Probabilistic Association of Transients to their Hosts (PATH)

TL;DR

This paper presents a Bayesian method to associate extragalactic transients with host galaxies using simple observables, validated with simulations and applied to localize fast radio bursts, improving host identification accuracy.

Contribution

It introduces a novel probabilistic framework for transient-host association based solely on observables, applicable across various transient types and localization qualities.
==========
Tasks to carry out —
(A) According to the PATH summary, to which type of transient was the method applied for localization?
(B) Return, without any alteration, the lines of the records starting at the very first line of the records and ending at the line that contains "Provide the mask of the <item>chain", with both of these lines included.

[Segmentation dataset excerpts]
==========
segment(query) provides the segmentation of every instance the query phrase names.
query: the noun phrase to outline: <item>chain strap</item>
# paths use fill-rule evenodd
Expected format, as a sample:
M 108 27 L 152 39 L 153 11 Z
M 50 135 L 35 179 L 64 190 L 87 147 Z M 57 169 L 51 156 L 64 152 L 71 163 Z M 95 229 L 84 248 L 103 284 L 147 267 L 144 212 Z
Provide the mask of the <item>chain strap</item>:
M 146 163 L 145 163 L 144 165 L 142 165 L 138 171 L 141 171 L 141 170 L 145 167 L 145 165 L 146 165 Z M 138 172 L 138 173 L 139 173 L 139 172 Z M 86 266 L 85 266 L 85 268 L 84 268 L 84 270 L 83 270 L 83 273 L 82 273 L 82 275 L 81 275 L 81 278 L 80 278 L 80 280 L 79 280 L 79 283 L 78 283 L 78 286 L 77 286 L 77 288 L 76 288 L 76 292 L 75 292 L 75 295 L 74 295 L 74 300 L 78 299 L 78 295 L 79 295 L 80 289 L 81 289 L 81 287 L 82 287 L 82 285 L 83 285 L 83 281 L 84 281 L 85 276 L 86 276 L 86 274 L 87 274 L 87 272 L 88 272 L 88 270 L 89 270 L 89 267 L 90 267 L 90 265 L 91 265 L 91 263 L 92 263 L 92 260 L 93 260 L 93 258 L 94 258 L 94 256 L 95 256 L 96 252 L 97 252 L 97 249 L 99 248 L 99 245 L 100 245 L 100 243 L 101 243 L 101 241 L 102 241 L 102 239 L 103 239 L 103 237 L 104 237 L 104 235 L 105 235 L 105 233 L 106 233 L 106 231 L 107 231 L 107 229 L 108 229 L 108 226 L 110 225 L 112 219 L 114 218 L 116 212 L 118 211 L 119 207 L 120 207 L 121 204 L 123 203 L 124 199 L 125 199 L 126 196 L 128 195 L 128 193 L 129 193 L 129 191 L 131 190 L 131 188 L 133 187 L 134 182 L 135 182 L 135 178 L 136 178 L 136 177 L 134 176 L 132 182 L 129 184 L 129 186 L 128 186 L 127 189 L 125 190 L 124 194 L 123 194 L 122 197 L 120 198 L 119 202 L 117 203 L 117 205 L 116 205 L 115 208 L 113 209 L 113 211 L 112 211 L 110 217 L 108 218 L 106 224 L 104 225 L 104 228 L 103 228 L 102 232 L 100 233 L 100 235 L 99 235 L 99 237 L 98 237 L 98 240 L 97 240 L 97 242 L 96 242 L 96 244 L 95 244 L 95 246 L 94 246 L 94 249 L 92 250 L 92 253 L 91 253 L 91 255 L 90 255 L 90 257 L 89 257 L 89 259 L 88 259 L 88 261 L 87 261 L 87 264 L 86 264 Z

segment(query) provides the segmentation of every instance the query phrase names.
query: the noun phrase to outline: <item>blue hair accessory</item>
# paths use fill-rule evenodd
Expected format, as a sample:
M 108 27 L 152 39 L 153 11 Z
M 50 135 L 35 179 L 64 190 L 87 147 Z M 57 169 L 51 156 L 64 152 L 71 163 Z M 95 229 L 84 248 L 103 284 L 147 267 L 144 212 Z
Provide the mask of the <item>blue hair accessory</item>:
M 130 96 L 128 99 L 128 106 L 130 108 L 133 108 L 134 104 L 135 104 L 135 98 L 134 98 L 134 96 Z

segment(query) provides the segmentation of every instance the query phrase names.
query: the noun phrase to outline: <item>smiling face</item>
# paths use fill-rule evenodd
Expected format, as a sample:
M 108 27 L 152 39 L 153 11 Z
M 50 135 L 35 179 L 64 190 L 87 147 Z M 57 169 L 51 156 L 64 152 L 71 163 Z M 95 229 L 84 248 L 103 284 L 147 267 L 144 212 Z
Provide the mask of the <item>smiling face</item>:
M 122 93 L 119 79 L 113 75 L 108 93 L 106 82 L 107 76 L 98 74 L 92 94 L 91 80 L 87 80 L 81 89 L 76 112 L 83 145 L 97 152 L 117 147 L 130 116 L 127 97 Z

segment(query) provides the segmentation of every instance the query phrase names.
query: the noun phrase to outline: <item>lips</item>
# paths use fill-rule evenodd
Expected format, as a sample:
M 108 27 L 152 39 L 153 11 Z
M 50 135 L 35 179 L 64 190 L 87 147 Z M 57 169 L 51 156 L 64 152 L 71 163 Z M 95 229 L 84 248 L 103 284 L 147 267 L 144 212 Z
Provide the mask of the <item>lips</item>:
==========
List of solutions —
(A) Fast radio bursts.

(B)
segment(query) provides the segmentation of every instance the query phrase names.
query: the noun phrase to outline: <item>chain strap</item>
# paths use fill-rule evenodd
Expected format, as a sample:
M 108 27 L 152 39 L 153 11 Z
M 50 135 L 35 179 L 64 190 L 87 147 Z M 57 169 L 51 156 L 64 152 L 71 163 Z M 95 229 L 84 248 L 103 284 L 147 267 L 144 212 Z
Provide the mask of the <item>chain strap</item>:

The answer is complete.